Free-text object descriptions
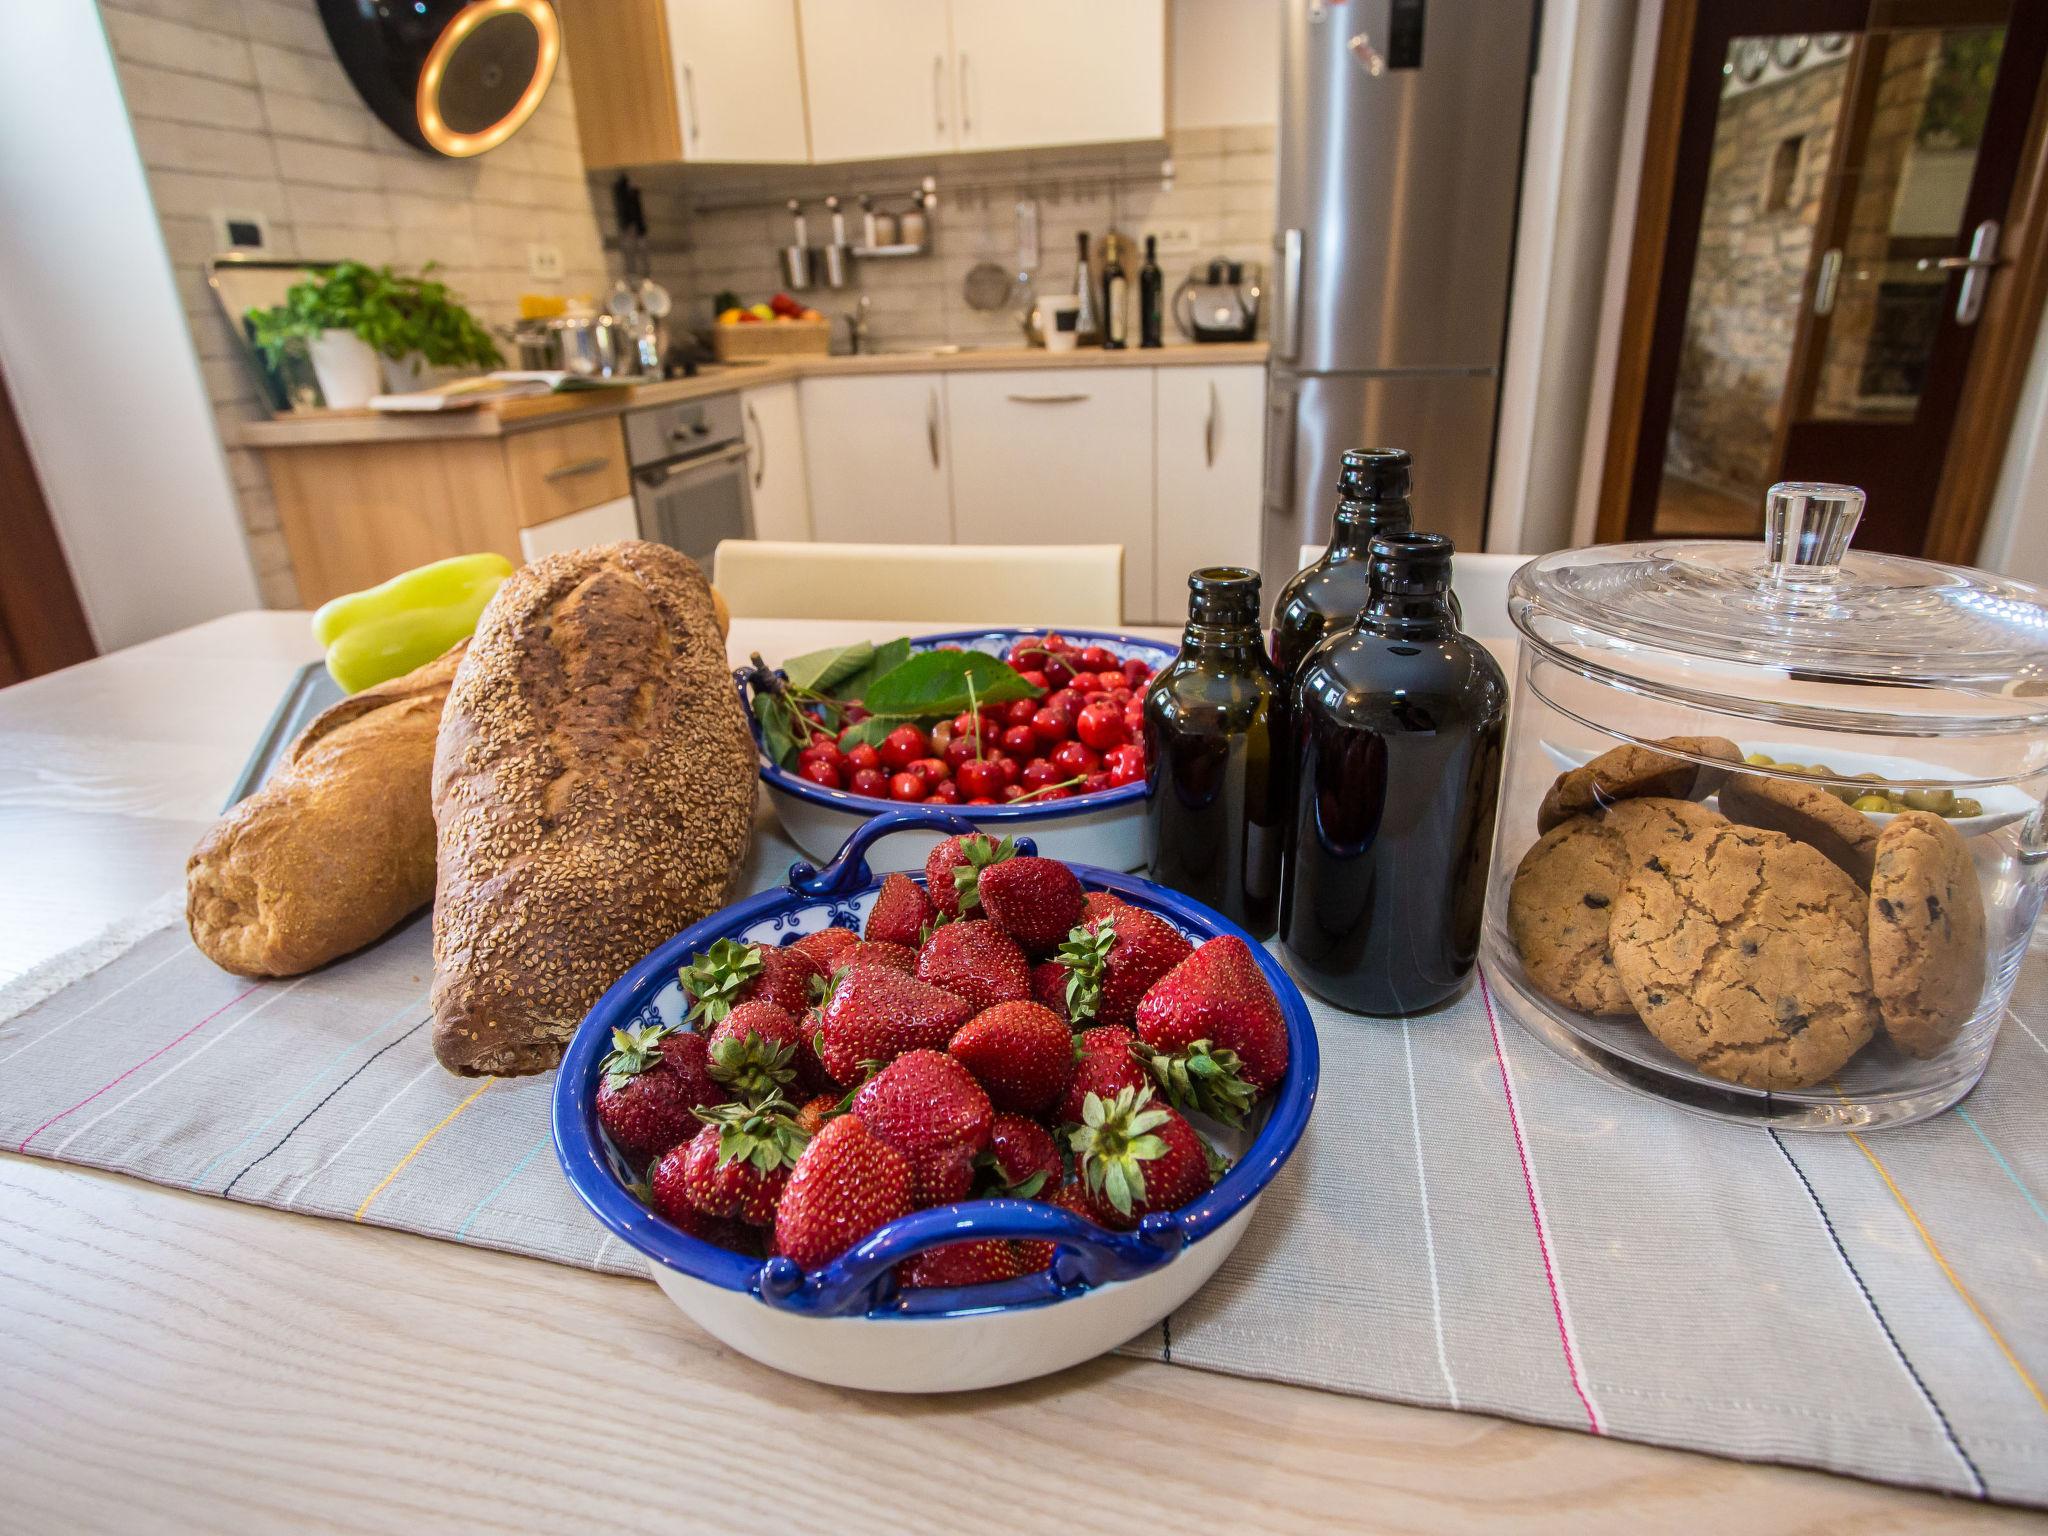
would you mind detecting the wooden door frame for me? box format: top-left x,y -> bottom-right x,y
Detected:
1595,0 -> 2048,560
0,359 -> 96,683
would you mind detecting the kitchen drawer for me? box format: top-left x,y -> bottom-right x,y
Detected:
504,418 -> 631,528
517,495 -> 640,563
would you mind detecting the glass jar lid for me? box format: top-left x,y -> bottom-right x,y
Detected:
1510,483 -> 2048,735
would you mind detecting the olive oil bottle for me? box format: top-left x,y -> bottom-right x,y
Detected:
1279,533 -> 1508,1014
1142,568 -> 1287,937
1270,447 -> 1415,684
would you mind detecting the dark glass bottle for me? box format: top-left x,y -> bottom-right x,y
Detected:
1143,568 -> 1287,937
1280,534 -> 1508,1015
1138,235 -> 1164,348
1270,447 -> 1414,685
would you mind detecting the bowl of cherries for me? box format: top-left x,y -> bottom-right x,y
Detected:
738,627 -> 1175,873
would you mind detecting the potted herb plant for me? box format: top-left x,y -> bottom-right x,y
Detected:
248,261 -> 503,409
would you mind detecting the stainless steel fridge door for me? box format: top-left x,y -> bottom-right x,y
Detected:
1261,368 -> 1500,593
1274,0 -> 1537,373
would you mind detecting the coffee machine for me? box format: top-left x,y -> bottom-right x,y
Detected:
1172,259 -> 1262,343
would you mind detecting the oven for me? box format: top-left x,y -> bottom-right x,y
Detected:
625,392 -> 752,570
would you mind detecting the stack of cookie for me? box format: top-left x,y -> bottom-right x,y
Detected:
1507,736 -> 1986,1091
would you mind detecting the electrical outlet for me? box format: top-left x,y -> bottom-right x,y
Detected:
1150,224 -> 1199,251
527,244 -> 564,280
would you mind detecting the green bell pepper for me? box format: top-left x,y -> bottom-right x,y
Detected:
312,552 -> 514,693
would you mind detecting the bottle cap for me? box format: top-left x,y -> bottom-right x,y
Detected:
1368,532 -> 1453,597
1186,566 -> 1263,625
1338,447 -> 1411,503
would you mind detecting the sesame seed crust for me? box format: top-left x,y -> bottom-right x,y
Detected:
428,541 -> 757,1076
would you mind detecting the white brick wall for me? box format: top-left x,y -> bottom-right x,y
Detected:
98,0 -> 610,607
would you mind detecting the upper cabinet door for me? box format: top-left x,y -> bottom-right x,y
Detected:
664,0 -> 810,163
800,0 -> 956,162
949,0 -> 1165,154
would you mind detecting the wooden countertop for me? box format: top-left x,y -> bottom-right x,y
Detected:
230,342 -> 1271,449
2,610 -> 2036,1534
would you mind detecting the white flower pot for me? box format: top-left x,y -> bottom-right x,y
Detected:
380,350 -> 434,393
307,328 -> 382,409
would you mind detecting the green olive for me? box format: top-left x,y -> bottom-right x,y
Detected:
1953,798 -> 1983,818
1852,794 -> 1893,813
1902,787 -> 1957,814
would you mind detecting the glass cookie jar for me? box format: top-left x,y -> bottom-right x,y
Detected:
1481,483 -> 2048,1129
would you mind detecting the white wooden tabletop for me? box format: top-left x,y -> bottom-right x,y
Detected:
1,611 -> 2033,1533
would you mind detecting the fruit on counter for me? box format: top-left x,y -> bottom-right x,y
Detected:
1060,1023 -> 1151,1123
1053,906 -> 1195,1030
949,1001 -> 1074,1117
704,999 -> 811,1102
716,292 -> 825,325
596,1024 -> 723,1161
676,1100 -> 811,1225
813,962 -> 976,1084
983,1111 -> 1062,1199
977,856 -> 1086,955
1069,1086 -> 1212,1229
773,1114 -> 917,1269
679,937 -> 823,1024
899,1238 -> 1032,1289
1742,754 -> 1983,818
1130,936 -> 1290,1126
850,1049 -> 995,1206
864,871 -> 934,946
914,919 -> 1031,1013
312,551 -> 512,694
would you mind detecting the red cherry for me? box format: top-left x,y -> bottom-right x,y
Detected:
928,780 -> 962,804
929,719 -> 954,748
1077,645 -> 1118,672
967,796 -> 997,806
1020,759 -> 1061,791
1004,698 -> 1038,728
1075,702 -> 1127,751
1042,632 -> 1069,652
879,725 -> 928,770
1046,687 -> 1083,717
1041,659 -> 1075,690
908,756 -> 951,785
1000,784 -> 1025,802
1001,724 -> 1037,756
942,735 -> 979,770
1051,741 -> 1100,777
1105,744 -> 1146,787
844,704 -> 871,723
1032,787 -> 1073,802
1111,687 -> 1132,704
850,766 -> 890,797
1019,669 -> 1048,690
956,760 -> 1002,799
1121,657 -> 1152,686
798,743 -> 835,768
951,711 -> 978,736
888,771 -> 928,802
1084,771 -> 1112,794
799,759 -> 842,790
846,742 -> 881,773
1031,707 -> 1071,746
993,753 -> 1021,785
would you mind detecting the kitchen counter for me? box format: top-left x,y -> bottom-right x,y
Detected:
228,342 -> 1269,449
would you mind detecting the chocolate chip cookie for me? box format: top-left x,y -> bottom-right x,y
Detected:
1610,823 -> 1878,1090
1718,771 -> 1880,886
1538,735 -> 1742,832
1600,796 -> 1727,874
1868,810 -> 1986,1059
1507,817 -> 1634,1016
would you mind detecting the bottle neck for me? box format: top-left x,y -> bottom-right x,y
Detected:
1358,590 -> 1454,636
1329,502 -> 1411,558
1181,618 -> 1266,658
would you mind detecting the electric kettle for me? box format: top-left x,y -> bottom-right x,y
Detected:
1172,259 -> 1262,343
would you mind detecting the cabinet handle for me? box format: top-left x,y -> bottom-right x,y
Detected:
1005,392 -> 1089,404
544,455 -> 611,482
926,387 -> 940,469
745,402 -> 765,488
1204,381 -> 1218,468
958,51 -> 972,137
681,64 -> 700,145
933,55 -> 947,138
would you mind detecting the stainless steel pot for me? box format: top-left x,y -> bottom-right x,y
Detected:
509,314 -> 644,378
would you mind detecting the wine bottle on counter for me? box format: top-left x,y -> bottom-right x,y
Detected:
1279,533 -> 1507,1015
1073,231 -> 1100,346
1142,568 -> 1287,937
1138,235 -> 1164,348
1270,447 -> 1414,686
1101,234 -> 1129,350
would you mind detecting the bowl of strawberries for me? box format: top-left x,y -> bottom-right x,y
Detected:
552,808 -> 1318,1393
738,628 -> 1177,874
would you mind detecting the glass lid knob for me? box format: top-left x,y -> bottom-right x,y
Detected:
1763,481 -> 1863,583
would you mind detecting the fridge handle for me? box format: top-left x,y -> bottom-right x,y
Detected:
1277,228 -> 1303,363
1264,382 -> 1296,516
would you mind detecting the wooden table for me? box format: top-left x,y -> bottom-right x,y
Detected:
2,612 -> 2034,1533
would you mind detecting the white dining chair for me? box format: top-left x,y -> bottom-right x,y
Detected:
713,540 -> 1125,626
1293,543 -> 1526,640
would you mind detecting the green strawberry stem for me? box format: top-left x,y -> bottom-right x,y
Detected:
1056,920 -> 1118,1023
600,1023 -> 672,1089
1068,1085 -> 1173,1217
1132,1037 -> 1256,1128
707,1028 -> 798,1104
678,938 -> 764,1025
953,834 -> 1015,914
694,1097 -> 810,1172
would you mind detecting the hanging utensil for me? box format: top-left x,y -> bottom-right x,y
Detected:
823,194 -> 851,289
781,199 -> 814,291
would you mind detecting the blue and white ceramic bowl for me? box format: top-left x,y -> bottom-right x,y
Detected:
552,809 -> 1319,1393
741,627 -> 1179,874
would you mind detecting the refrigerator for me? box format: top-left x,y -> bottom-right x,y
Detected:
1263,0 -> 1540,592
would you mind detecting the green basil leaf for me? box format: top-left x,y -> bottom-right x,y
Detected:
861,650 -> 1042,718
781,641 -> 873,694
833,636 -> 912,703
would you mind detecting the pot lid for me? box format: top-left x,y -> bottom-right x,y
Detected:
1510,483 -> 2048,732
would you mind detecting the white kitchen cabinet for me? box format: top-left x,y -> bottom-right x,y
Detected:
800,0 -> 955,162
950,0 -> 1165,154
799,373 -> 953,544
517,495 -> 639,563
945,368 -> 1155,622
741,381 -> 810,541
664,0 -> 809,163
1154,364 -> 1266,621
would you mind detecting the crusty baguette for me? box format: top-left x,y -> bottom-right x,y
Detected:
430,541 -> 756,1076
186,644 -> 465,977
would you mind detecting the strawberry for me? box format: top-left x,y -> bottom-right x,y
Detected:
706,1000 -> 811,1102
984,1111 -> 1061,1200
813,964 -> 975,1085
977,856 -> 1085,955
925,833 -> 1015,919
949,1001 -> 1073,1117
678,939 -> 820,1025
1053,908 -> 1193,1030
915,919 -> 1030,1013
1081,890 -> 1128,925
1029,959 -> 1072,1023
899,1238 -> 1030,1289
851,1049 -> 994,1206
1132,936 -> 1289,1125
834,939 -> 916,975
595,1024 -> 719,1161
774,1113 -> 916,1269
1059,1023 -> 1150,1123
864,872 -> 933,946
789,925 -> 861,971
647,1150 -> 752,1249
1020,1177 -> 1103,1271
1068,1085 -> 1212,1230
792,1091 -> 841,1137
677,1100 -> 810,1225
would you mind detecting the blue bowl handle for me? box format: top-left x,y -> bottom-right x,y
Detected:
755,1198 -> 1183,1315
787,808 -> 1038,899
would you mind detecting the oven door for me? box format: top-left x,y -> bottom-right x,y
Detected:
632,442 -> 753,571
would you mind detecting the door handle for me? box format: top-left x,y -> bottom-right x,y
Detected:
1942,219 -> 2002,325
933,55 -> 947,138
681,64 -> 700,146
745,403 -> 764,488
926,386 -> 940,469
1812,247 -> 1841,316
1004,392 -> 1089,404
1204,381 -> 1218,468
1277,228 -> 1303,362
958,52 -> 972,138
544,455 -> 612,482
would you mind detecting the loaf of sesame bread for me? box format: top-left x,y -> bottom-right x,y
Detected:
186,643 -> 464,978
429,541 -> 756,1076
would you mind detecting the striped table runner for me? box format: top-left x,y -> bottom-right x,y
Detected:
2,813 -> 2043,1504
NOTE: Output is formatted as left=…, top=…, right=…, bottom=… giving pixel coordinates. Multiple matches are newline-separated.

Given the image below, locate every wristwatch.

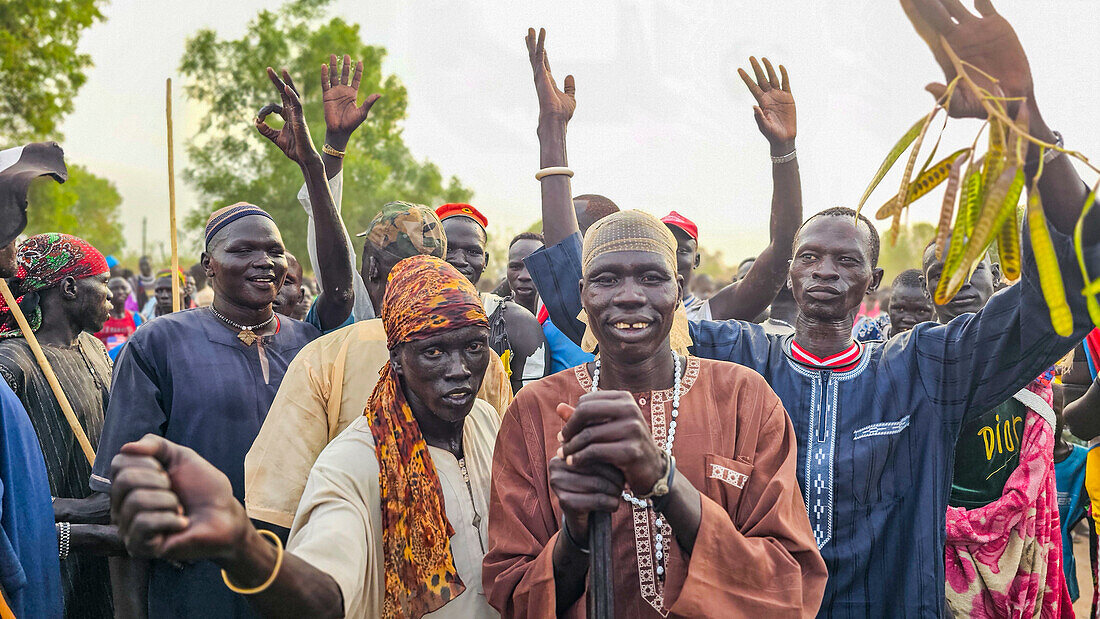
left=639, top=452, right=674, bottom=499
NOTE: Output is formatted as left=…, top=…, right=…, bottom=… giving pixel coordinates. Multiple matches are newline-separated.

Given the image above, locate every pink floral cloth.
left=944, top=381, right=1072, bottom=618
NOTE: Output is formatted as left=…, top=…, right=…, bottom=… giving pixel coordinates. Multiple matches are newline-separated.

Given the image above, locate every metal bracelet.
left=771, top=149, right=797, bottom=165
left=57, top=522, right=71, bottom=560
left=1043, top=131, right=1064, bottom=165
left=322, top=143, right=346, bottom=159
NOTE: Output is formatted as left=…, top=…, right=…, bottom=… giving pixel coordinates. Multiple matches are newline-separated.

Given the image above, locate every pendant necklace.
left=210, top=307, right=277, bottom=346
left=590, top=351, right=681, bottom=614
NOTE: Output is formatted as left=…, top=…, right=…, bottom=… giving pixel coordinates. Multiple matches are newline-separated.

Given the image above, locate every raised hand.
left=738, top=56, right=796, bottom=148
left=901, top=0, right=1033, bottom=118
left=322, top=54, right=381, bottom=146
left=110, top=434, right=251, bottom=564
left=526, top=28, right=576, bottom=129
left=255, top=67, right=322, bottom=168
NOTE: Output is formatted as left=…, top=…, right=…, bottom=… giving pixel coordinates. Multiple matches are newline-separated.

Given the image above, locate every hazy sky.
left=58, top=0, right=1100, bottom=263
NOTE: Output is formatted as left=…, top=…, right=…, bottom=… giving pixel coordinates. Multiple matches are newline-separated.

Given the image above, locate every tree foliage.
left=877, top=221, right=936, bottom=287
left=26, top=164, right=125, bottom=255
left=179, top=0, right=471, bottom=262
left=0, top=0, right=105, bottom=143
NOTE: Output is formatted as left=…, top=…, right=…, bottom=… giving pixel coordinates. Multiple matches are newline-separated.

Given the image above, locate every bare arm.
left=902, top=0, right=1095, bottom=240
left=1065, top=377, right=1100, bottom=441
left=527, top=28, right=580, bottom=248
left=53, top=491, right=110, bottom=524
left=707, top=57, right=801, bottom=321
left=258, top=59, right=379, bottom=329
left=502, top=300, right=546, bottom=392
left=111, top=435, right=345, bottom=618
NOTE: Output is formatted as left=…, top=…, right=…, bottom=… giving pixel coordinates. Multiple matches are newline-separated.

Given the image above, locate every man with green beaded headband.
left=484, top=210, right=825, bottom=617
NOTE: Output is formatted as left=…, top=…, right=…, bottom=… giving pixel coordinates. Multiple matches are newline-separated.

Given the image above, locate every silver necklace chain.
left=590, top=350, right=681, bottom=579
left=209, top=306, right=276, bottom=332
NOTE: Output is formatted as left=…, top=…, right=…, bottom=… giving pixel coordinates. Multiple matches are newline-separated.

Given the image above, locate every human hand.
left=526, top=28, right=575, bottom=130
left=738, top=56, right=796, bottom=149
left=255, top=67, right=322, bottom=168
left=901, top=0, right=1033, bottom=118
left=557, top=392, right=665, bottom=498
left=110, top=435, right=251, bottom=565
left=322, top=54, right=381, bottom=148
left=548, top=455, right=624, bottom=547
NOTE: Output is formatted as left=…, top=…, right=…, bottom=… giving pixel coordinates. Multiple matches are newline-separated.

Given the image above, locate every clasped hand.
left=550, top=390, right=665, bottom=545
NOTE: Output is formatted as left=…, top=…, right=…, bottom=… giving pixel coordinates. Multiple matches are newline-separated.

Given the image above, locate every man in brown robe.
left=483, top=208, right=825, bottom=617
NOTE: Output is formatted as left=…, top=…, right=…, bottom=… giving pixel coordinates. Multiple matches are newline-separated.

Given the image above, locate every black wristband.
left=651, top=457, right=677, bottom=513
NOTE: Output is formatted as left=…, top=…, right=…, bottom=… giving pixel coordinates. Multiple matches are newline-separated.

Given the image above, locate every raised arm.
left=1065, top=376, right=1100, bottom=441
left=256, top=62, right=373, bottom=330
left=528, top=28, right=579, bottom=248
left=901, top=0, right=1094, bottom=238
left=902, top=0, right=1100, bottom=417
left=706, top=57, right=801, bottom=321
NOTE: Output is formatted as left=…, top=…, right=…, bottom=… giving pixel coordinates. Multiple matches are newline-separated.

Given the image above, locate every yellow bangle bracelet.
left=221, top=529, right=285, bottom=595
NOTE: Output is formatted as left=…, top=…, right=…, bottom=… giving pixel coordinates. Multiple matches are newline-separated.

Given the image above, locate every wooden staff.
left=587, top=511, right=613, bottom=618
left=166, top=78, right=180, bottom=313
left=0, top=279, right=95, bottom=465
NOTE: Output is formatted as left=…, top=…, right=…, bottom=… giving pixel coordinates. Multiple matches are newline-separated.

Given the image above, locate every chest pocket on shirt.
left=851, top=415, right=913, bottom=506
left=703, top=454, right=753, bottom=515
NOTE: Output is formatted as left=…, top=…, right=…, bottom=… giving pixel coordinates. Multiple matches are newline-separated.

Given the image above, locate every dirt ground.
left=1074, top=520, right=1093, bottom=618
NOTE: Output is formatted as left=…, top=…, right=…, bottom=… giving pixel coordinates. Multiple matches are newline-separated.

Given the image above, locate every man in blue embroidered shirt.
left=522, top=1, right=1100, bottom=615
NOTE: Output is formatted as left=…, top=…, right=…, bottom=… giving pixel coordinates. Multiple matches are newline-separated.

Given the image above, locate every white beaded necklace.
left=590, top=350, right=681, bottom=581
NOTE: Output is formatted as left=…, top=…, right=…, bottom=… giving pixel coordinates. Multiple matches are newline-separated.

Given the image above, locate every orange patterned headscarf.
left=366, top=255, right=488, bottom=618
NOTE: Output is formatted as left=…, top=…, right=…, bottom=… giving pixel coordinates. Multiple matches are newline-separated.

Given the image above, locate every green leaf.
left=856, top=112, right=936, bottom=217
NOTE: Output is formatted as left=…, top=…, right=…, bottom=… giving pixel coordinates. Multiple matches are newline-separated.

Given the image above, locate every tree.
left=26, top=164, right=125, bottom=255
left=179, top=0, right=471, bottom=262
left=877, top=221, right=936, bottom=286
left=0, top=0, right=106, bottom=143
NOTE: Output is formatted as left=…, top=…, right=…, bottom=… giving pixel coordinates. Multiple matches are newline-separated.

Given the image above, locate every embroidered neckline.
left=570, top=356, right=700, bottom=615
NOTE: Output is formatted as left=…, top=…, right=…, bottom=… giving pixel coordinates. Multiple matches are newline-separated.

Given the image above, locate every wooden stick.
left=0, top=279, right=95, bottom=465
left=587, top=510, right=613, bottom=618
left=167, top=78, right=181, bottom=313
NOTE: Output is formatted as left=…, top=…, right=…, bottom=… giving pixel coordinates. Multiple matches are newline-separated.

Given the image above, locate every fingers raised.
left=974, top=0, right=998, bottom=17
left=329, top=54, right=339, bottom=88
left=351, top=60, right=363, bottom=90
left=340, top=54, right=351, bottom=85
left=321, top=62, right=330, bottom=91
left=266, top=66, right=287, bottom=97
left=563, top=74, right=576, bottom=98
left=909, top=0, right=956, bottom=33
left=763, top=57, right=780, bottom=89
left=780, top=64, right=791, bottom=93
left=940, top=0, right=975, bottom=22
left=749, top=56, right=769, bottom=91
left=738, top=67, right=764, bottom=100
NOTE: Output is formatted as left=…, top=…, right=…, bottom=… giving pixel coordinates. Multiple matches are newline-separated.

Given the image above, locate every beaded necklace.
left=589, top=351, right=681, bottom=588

* What to produce:
Reproduce only the lines from the beginning of the data through the line that contains "would you mind detecting the bowl of cherries", both included, and please drop the pictures.

* Worked solution:
would you mind detecting the wooden door frame for me? box format: top-left x,y -> bottom-right x,y
Detected:
1595,0 -> 2048,560
0,359 -> 96,683
would you mind detecting the kitchen drawer for me? box format: top-left x,y -> bottom-right x,y
Detected:
504,418 -> 631,528
517,495 -> 640,563
would you mind detecting the glass jar lid for me? box format: top-left x,y -> bottom-right x,y
Detected:
1510,483 -> 2048,735
would you mind detecting the olive oil bottle for me? box format: top-left x,y -> bottom-right x,y
Detected:
1279,533 -> 1508,1014
1142,568 -> 1287,937
1270,447 -> 1415,684
would you mind detecting the dark glass bottle for me? box format: top-left x,y -> bottom-right x,y
Detected:
1143,568 -> 1287,937
1280,534 -> 1508,1015
1138,235 -> 1164,348
1270,447 -> 1414,685
would you mind detecting the bowl of cherries for me? box format: top-left x,y -> bottom-right x,y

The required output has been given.